● Problem requirements
Bring together all lines of the material below that contain the string "foal".
───── Stored data ─────
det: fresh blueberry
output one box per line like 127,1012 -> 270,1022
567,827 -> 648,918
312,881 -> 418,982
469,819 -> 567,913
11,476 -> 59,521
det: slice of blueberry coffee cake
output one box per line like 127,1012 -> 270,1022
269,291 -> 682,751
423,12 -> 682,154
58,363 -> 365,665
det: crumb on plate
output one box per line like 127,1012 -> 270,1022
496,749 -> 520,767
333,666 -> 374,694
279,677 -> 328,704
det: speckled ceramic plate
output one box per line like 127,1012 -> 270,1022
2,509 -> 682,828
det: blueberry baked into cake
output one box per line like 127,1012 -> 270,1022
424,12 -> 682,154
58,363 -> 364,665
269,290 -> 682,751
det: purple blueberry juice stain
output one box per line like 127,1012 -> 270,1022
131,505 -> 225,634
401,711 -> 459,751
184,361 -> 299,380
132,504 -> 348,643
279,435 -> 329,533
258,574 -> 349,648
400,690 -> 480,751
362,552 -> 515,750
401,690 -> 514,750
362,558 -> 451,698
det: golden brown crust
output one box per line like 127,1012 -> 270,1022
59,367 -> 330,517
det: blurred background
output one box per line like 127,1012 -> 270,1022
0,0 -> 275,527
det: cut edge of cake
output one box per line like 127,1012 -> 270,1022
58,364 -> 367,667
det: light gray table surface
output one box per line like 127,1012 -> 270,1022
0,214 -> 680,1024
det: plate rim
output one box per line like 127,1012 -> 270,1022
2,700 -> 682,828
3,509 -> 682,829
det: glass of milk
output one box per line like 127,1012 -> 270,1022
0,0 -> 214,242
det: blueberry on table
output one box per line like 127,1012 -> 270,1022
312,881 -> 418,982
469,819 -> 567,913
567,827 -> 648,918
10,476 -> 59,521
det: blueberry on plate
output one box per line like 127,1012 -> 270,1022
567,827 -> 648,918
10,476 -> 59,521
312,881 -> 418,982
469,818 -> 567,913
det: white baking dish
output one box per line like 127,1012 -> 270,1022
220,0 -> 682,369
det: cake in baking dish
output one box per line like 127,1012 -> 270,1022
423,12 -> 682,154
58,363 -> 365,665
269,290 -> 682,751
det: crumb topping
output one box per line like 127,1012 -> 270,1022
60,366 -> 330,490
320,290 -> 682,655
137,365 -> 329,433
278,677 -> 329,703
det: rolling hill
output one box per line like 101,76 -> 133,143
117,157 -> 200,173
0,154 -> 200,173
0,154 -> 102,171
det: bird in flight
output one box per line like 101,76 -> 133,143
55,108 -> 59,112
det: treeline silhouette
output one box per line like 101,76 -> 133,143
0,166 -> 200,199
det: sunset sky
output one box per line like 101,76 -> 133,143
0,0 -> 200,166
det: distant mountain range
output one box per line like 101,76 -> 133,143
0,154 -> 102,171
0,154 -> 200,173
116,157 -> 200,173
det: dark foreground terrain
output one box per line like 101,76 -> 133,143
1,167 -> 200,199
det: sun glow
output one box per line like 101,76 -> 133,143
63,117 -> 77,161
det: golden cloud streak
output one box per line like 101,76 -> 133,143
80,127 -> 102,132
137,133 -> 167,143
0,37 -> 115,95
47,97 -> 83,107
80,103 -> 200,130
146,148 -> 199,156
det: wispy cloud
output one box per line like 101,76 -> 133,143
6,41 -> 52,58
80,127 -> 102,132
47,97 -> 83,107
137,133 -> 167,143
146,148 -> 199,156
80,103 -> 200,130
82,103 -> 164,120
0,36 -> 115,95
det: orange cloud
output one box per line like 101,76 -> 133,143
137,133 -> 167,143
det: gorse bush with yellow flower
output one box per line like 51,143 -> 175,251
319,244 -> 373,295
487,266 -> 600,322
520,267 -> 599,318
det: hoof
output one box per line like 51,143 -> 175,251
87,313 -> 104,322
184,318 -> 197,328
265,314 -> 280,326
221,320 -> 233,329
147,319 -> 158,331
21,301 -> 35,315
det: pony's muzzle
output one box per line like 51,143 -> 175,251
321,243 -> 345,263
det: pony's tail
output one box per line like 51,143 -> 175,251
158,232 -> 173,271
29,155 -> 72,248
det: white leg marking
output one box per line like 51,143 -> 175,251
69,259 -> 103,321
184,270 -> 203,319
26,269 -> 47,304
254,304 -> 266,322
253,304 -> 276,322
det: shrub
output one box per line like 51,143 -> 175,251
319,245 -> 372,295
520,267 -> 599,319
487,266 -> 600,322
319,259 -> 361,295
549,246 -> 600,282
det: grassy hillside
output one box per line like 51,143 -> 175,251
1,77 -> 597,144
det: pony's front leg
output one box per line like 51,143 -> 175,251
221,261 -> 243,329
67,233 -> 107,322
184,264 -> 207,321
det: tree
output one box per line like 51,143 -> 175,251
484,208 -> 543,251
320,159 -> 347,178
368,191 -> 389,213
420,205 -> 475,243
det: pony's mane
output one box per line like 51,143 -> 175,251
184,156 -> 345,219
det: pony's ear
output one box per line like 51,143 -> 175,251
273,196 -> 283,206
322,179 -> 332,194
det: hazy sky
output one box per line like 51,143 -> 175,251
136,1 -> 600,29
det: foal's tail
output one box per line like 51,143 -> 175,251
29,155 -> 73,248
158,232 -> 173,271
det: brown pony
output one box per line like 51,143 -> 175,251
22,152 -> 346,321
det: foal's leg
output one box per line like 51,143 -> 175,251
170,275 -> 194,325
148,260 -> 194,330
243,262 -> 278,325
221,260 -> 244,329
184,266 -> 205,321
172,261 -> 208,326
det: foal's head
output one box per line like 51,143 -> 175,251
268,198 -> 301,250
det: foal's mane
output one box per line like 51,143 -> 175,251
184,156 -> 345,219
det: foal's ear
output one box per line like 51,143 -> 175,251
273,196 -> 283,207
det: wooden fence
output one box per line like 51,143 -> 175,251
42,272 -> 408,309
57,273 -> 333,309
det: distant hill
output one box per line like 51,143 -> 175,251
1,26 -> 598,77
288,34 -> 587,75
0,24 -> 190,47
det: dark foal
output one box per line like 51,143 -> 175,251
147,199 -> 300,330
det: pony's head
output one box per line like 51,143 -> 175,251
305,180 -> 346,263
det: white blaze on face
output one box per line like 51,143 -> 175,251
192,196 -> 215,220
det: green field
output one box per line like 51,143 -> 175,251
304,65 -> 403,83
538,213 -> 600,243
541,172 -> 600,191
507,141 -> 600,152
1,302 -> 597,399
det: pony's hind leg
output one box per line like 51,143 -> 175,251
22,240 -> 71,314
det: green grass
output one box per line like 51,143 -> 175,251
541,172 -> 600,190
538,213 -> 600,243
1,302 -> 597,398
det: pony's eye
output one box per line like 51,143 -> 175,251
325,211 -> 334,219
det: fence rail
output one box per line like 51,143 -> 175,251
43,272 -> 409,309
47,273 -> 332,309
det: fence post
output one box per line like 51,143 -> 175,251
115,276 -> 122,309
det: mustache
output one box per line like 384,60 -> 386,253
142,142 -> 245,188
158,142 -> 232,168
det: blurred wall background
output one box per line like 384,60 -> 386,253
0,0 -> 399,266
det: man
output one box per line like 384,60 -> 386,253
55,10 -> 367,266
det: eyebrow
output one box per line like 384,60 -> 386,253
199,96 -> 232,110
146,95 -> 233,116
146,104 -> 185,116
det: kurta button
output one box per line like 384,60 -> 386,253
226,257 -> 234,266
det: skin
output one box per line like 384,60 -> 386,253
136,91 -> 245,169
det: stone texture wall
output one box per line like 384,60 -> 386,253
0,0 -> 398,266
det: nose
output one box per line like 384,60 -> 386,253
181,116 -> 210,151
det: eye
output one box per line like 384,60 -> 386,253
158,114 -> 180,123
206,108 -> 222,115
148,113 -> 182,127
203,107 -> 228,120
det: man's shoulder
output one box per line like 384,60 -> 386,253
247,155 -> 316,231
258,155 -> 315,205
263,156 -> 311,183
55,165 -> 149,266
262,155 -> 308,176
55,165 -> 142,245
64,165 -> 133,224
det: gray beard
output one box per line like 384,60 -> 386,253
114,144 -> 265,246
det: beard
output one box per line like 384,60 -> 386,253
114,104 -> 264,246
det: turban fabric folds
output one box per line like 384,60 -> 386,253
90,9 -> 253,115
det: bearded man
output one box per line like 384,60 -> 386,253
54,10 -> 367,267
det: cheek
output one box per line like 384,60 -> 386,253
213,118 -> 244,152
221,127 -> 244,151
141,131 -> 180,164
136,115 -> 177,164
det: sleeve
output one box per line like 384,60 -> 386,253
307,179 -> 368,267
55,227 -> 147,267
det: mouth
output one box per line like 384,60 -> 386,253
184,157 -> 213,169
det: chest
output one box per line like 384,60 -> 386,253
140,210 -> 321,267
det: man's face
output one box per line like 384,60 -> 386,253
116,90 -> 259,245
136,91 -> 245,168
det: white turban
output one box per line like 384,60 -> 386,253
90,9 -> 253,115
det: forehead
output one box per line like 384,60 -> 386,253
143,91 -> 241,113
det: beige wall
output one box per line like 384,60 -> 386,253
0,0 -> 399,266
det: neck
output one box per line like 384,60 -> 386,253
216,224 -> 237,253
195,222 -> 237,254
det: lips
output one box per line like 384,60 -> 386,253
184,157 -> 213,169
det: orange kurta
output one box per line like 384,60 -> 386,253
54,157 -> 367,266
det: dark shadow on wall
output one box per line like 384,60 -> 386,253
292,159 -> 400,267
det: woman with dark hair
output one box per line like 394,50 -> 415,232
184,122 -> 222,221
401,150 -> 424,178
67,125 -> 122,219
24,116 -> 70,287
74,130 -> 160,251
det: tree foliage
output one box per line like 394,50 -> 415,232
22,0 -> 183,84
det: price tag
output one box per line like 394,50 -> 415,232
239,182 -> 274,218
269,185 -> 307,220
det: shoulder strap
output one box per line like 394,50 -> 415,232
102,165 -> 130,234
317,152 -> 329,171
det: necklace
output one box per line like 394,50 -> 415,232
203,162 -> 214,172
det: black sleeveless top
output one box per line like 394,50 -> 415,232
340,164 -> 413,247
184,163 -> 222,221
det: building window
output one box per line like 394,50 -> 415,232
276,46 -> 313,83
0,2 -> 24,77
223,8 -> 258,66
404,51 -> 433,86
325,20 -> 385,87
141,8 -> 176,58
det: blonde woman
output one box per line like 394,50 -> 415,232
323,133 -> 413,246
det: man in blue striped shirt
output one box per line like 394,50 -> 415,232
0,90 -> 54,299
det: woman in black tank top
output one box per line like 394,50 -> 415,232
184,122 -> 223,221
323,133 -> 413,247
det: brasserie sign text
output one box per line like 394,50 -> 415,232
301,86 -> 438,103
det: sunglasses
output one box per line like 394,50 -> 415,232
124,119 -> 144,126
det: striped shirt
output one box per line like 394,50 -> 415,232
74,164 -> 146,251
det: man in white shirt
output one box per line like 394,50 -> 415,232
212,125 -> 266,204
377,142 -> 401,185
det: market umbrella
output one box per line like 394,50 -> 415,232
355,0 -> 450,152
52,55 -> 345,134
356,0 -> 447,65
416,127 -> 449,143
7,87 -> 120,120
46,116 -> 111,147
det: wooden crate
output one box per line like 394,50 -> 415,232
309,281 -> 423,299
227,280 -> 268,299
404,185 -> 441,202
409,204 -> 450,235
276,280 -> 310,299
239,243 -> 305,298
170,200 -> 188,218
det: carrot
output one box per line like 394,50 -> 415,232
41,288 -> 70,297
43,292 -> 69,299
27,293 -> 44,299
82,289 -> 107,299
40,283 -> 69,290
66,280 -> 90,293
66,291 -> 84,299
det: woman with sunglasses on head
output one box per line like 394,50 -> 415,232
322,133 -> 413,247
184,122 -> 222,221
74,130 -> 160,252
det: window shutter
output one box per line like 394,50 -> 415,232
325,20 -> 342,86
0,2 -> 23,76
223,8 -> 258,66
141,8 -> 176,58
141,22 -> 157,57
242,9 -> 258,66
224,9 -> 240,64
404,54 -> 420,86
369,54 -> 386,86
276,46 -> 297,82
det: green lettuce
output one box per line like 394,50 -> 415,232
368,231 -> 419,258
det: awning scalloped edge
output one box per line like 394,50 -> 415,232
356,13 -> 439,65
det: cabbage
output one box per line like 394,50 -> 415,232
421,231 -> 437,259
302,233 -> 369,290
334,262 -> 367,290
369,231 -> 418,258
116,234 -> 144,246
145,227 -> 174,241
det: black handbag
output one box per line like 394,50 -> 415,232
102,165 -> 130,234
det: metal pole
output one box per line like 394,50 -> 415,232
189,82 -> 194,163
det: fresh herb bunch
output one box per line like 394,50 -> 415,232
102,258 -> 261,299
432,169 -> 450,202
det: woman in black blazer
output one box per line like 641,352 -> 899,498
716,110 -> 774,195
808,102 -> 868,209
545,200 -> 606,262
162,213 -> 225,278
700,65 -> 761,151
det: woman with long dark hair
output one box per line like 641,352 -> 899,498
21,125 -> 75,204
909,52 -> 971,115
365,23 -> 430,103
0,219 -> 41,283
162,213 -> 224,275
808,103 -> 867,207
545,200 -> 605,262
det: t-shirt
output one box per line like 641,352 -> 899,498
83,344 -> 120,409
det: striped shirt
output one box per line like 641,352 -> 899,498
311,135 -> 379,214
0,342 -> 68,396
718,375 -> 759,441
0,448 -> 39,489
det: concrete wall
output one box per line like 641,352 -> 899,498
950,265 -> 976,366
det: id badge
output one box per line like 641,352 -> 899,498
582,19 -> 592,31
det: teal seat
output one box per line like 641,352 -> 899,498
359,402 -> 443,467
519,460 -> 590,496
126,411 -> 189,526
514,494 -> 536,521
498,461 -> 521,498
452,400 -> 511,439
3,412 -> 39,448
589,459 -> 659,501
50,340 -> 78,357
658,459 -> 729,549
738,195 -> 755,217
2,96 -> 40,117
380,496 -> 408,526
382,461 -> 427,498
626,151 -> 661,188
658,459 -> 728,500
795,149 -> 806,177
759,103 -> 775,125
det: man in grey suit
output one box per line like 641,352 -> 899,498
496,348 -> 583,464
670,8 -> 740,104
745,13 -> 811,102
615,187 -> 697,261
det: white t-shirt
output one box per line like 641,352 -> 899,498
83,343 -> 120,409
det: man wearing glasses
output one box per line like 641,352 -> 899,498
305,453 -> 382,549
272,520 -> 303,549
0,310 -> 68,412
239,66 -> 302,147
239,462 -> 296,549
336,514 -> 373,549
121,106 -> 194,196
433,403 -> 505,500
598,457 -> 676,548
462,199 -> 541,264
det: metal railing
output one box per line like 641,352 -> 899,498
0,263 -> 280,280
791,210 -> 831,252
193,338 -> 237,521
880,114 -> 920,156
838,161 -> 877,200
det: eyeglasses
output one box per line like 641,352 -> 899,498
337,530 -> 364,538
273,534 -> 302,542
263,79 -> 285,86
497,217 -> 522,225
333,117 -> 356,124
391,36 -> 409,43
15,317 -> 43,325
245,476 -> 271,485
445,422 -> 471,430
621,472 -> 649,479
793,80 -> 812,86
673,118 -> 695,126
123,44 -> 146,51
─────
● Response to the exercise
det: foal's tail
det: foal's leg
det: foal's head
det: foal's mane
det: foal's ear
det: dark foal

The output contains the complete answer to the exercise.